→ Input:
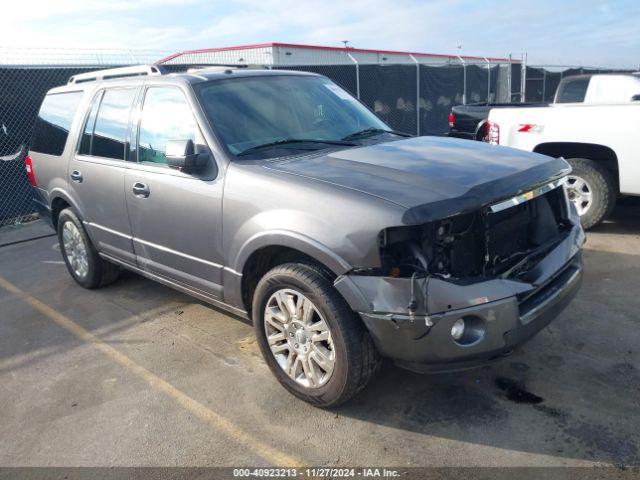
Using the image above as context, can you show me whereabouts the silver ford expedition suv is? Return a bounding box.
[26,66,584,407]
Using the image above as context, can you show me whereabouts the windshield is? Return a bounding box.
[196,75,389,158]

---

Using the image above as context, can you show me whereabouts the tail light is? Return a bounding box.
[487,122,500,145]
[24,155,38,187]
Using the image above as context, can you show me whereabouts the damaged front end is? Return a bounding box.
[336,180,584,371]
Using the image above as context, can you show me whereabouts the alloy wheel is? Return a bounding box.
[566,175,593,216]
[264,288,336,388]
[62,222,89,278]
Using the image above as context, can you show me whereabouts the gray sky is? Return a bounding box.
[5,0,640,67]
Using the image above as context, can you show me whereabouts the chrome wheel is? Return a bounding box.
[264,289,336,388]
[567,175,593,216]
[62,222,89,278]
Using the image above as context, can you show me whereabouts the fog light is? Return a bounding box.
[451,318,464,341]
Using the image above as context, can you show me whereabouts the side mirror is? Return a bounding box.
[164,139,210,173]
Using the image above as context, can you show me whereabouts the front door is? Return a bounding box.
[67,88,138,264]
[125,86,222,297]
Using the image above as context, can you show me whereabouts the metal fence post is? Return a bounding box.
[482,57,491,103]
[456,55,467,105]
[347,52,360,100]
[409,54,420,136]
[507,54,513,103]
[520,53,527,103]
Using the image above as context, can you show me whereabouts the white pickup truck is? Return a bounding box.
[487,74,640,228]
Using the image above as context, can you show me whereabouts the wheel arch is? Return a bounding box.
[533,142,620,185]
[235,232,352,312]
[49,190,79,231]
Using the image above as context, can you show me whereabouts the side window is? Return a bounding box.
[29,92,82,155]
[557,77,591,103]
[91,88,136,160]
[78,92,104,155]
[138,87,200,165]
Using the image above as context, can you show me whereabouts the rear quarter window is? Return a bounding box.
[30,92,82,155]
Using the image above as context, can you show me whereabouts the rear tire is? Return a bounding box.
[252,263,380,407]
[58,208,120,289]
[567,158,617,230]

→ Short problem: Write out again in full the part that opens with the line containing "sky is? Return a bounding box." and closes with the line containing "[567,158,617,230]". Shift every bounding-box coordinate in its answers up by 15 and leave all other lines unchanged.

→ Correct response:
Using the image above as context, can you show me whereabouts the gray sky is? Return a bounding box.
[20,15,655,82]
Using the image above as context, can you show me whereabouts the chrome wheel is? Return a bounding box.
[279,304,351,403]
[582,190,608,231]
[77,237,104,293]
Using the image above as context, can you show me whereabouts the fog light is? Return a bounding box.
[466,333,479,356]
Using the image above as context, can you show me whereabouts the side mirror is? Return a bounding box.
[179,154,225,188]
Using the image above as context, can you show me whereabouts the front door is? Return a bounding box.
[82,103,153,279]
[140,101,237,312]
Using the image above as context, can you show me whereabouts the metal fence post is? Return a bounding box.
[497,72,506,118]
[471,70,482,120]
[362,67,375,115]
[424,69,435,151]
[522,69,528,118]
[535,68,542,118]
Using the image above as context, can you show me whereabouts the white pickup truck is? Return a bounding box.
[502,89,655,243]
Using the image above as context, can you show me whereabouts the wheel arch is? Return a bounding box.
[548,157,635,200]
[250,247,367,327]
[64,205,94,246]
Using the image above as context, can you show me whereabouts the side window is? Return a bounding box.
[44,107,97,170]
[572,92,606,118]
[106,103,151,175]
[93,107,119,170]
[153,102,215,180]
Using the image above as context, can you show me whereabouts the rear quarter window is? Return a bounding box.
[45,107,97,170]
Using the image above as context, can you show me whereabouts the rear tire is? Return a bounding box.
[267,278,395,422]
[73,223,135,304]
[582,173,632,245]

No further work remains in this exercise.